* YOUR OBJECTIVE: Edit the entries below so that each "rough mask" reads "coarse mask", and leave every other part of them untouched.

* Stored data entries:
== Segment start ==

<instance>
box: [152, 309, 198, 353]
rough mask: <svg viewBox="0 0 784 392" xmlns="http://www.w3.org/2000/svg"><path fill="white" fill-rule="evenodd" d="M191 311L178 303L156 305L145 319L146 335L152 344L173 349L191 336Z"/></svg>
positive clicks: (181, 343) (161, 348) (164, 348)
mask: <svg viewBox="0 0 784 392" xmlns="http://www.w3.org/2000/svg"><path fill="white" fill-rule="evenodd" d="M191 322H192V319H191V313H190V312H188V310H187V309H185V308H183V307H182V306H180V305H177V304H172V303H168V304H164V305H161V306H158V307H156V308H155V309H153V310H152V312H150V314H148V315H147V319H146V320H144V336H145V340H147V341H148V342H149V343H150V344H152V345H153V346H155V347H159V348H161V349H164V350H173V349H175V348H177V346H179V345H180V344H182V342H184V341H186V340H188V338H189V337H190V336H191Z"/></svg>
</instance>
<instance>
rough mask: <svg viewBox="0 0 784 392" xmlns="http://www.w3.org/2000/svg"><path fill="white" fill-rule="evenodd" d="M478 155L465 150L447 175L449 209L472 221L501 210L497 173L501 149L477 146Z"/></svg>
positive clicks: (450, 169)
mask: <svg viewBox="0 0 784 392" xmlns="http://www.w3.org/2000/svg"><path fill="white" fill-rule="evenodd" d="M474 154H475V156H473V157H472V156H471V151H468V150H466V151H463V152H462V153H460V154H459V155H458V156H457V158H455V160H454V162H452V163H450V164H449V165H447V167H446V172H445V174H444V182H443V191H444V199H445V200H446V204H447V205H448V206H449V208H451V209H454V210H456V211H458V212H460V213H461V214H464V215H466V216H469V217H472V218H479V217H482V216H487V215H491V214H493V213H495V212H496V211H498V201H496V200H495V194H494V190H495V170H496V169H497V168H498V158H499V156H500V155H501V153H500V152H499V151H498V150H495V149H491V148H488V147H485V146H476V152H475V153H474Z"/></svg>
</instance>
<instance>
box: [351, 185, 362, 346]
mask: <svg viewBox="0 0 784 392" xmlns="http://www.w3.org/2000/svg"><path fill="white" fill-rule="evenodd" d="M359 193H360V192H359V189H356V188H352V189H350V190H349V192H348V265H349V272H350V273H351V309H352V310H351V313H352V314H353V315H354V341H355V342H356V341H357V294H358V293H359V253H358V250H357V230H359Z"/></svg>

== Segment end ==

* ANSWER AREA:
<instance>
box: [152, 309, 198, 353]
coarse mask: <svg viewBox="0 0 784 392" xmlns="http://www.w3.org/2000/svg"><path fill="white" fill-rule="evenodd" d="M191 311L178 303L156 305L145 319L146 335L152 344L173 349L191 336Z"/></svg>
positive clicks: (181, 343) (161, 348) (164, 348)
mask: <svg viewBox="0 0 784 392" xmlns="http://www.w3.org/2000/svg"><path fill="white" fill-rule="evenodd" d="M191 322H192V319H191V313H190V312H188V310H187V309H185V308H183V307H182V306H180V305H177V304H172V303H168V304H164V305H161V306H158V307H156V308H155V309H153V310H152V312H150V314H148V315H147V319H146V320H144V336H145V340H147V341H148V342H149V343H150V344H152V345H153V346H155V347H159V348H161V349H164V350H173V349H175V348H177V346H179V345H180V344H182V342H184V341H186V340H188V338H189V337H190V336H191Z"/></svg>
</instance>
<instance>
coarse mask: <svg viewBox="0 0 784 392" xmlns="http://www.w3.org/2000/svg"><path fill="white" fill-rule="evenodd" d="M478 155L465 150L447 175L449 209L472 221L501 210L497 173L501 149L477 146Z"/></svg>
positive clicks: (450, 169)
mask: <svg viewBox="0 0 784 392" xmlns="http://www.w3.org/2000/svg"><path fill="white" fill-rule="evenodd" d="M474 154H475V156H473V157H472V156H471V151H468V150H466V151H463V152H462V153H460V154H459V155H458V156H457V158H455V160H454V162H452V163H450V164H449V165H447V167H446V172H445V174H444V182H443V191H444V199H445V200H446V204H447V205H448V206H449V208H451V209H454V210H456V211H458V212H460V213H461V214H464V215H466V216H469V217H472V218H479V217H482V216H487V215H491V214H493V213H495V212H496V211H498V201H496V200H495V194H494V190H495V170H496V169H497V168H498V158H499V156H500V155H501V153H500V152H499V151H498V150H495V149H491V148H488V147H485V146H476V152H475V153H474Z"/></svg>
</instance>
<instance>
box: [351, 185, 362, 346]
mask: <svg viewBox="0 0 784 392" xmlns="http://www.w3.org/2000/svg"><path fill="white" fill-rule="evenodd" d="M359 193H360V192H359V189H356V188H352V189H350V190H349V192H348V265H349V272H350V273H351V309H352V310H351V313H352V314H353V315H354V341H355V342H356V341H357V294H358V293H359V253H358V250H357V230H359Z"/></svg>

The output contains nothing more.